**EXTRACTED ENTRIES**
——

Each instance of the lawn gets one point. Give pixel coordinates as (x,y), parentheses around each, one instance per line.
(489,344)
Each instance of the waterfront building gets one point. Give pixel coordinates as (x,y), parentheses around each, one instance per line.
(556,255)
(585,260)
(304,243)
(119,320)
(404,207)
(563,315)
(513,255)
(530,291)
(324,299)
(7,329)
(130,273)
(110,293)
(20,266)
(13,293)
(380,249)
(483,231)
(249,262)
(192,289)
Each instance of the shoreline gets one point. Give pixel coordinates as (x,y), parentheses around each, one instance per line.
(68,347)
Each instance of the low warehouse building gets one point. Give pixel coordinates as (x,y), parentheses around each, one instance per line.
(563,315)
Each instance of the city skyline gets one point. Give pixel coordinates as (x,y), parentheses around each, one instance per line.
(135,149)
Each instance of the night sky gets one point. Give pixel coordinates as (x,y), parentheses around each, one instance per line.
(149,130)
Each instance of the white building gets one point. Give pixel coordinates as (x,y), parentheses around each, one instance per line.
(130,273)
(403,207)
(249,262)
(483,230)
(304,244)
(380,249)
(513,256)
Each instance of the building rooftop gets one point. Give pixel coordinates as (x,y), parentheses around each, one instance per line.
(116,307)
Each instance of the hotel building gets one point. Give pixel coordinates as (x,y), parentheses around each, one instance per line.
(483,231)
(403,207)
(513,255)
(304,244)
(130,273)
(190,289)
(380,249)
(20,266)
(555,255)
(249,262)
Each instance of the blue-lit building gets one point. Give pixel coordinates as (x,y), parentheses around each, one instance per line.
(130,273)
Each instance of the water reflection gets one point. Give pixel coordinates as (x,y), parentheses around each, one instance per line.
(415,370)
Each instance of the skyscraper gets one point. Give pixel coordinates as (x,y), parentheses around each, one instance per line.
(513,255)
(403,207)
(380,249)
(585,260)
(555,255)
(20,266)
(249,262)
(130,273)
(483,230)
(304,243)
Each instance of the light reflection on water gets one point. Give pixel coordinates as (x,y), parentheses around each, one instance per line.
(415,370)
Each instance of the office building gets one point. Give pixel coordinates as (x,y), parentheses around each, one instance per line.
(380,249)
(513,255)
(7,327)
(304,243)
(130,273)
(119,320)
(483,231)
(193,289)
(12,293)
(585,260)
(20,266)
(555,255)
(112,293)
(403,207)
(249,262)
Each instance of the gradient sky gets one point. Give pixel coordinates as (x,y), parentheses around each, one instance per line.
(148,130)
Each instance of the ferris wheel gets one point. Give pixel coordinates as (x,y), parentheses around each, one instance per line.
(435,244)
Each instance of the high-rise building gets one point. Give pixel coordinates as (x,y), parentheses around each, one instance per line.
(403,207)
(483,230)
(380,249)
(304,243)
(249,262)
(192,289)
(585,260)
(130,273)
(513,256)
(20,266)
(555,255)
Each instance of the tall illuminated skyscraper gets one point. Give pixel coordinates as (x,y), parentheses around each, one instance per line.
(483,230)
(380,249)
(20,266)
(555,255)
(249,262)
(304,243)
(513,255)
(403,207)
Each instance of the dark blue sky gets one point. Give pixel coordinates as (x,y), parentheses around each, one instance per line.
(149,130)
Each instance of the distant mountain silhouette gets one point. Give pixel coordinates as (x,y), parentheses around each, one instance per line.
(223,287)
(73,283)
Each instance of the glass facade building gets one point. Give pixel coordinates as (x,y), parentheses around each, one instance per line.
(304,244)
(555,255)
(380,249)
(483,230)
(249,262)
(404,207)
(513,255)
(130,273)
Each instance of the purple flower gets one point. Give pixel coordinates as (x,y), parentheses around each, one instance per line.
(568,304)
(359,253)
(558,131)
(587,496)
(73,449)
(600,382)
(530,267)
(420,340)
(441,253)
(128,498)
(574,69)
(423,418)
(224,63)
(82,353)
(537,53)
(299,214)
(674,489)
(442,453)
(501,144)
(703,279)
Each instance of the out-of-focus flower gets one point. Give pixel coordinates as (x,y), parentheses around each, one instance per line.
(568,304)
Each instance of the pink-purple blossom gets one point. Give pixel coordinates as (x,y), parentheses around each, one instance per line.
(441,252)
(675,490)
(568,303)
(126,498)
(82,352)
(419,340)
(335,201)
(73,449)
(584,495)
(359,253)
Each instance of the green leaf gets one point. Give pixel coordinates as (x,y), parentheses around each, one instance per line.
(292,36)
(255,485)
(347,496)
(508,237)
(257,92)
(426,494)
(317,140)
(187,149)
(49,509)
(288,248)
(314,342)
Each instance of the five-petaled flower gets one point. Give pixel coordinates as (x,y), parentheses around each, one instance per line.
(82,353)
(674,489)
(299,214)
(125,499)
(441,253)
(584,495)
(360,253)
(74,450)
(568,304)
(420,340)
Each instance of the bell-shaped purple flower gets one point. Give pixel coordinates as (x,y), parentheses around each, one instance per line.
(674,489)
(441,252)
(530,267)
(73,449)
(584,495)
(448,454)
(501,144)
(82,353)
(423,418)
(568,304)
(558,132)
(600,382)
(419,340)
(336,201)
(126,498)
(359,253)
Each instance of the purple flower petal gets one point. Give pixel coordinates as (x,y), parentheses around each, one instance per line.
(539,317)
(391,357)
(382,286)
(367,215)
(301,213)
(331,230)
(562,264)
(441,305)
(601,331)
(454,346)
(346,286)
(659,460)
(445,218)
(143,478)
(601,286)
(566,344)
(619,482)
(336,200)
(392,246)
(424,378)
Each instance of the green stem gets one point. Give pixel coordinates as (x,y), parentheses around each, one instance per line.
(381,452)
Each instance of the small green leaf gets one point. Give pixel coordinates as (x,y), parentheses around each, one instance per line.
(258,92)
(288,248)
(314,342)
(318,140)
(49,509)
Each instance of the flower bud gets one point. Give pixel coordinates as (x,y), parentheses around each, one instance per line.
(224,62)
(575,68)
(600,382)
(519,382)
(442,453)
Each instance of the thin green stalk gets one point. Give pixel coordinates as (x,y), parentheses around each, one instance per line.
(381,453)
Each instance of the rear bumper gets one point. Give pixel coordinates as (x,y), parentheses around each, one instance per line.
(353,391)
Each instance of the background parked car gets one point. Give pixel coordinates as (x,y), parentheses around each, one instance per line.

——

**PROBLEM TO SOLVE**
Switch "pixel coordinates" to "image coordinates" in every one of the records above and write out all their lines again, changing nothing else.

**REPLY TO THE TASK**
Each instance of the lawn gets one point. Give image coordinates as (x,y), parentheses around each, one instance per line.
(489,344)
Each instance of the waterfront building gets one point. Give image coordinates as (x,y), parentheses around each, one instance per line.
(556,255)
(585,260)
(304,243)
(119,320)
(404,207)
(563,315)
(513,255)
(530,291)
(324,299)
(7,329)
(130,273)
(110,293)
(20,266)
(13,293)
(380,249)
(483,231)
(249,262)
(192,289)
Each instance of the shoreline gets one point. Give image coordinates as (x,y), parentheses around each, one instance per line.
(68,347)
Each instance of the low warehouse building gets one point. Give image coordinates as (x,y), parentheses around each, one instance per line.
(563,315)
Each instance of the city skyline gets one point. Give image coordinates as (x,y), parentheses around each, one instance per line.
(135,149)
Each instance of the night sky gets one point. Give image coordinates as (x,y), parentheses around each, one instance per line.
(149,130)
Each instance of the white building gets one point. Give image coordinates as (x,y), parentheses around each, one instance per line.
(130,273)
(403,207)
(249,262)
(483,230)
(304,244)
(380,249)
(513,256)
Each instance of the building rooftop gets one point. Give image coordinates as (x,y), parentheses around each, one instance per line.
(116,307)
Each instance of the hotel building gets one point. Give image coordinates as (x,y), parentheses around each, one instance per line.
(483,231)
(403,207)
(513,255)
(304,244)
(130,273)
(190,289)
(380,249)
(20,266)
(555,255)
(249,262)
Each instance of the blue-lit building gets one point. Give image coordinates as (x,y), parentheses around each, one instance per line.
(130,273)
Each instance of the water reflection gets one point. Give image coordinates as (x,y), parentheses around each, one instance per line.
(415,370)
Each instance of the skyscraper gets one point. Give image coordinates as (x,y), parentheses around each, one instance per line.
(513,255)
(403,207)
(380,249)
(585,260)
(555,255)
(20,266)
(249,262)
(130,273)
(483,230)
(304,243)
Each instance of the light reflection on water gets one point. Give image coordinates as (x,y), parentheses around each, one instance per line.
(415,370)
Each instance of the office building gets one point. Give image coordinates as (x,y), parentheses around each, one instance per line.
(380,249)
(513,255)
(7,327)
(304,243)
(130,273)
(119,320)
(483,231)
(193,289)
(12,293)
(585,260)
(20,266)
(555,255)
(112,293)
(403,207)
(249,262)
Each instance of the gradient sky gets one point. Give image coordinates as (x,y), parentheses around each, one instance per line.
(148,130)
Each instance of the ferris wheel gets one point. Give image coordinates as (x,y), parentheses around each, one instance per line.
(435,244)
Each instance of the high-rise building gets one point. Give image coordinates as (x,y), parentheses around each, one instance per line.
(403,207)
(483,230)
(380,249)
(304,243)
(249,262)
(192,289)
(585,260)
(130,273)
(513,256)
(20,266)
(555,255)
Each instance of the tall illuminated skyscraper gets one point. Give image coordinates as (x,y), parentheses around each, one instance per line.
(483,230)
(380,249)
(20,266)
(555,255)
(249,262)
(304,243)
(513,255)
(403,207)
Each instance of the dark blue sky gets one point. Give image coordinates as (x,y), parentheses around each, one instance per line.
(149,130)
Each instance of the distant mountain silhouette gets one point. Give image coordinates as (x,y), parentheses around each, one instance per line.
(223,287)
(73,283)
Each instance of the glass facade building gets one point. Give image coordinates as (x,y), parentheses around each, one instance per line.
(304,244)
(555,255)
(380,249)
(483,230)
(249,262)
(404,207)
(513,255)
(130,273)
Each instance of the purple flower gets one point. Give image coordinates as (x,y), parentheses around each, one instance per line.
(568,304)
(359,253)
(558,131)
(587,496)
(73,449)
(600,382)
(530,267)
(420,340)
(441,253)
(128,498)
(574,69)
(423,418)
(224,63)
(82,353)
(537,53)
(299,214)
(674,489)
(442,453)
(501,144)
(703,279)
Each instance of the out-of-focus flower gets one point. Give image coordinates as (x,y), parentheses around each, one instance per line.
(568,304)
Each instance of the pink-purple blossom gets one point. Give image coordinates as (x,y), parentheses around each, one instance per line.
(441,252)
(675,490)
(568,303)
(126,498)
(82,352)
(419,340)
(335,201)
(73,449)
(584,495)
(359,253)
Each instance of the green leaf gets one point. Give image coordinates as (x,y), parentheses around each, one instance per line.
(292,36)
(255,485)
(347,496)
(508,237)
(257,92)
(426,494)
(317,140)
(187,149)
(49,509)
(288,248)
(314,342)
Each instance of the five-petaled flower gets one point. Give image coordinates as (x,y), parentheses around each, one instance per line.
(82,353)
(674,489)
(299,214)
(125,499)
(441,253)
(584,495)
(360,253)
(74,450)
(568,304)
(420,340)
Each instance of the bell-shaped purple flower gets one point. Give image coordinates as (x,y), parentheses around each, one instance per line.
(674,489)
(441,252)
(530,267)
(73,449)
(584,495)
(448,454)
(501,144)
(82,353)
(423,418)
(568,304)
(558,132)
(600,382)
(419,340)
(336,201)
(126,498)
(359,253)
Each instance of the purple flower petal gets one point. Give image coordinates as (x,y), parentheses around each, one instance per line.
(539,317)
(391,357)
(382,286)
(367,215)
(301,213)
(331,230)
(562,264)
(441,305)
(601,331)
(454,346)
(346,286)
(659,460)
(445,218)
(143,478)
(601,286)
(566,344)
(619,482)
(336,200)
(392,246)
(424,378)
Each instance of the green stem gets one point. Give image coordinates as (x,y), parentheses around each, one instance per line.
(381,452)
Each instance of the small green leaf gets one point. Give image coordinates as (x,y), parentheses around each, one instance per line.
(258,92)
(288,248)
(314,342)
(318,140)
(49,509)
Each instance of the flower bud gets one point. Give image coordinates as (x,y), parentheses around each, one instance per line.
(224,62)
(575,68)
(600,382)
(519,382)
(442,453)
Each instance of the thin green stalk gets one point. Give image coordinates as (x,y), parentheses around each, one instance per line.
(381,453)
Each instance of the rear bumper gets one point. Give image coordinates as (x,y), parentheses around each, one instance per line.
(353,391)
Each instance of the background parked car gets one point. Give image coordinates as (x,y), parentheses around each, one instance per line.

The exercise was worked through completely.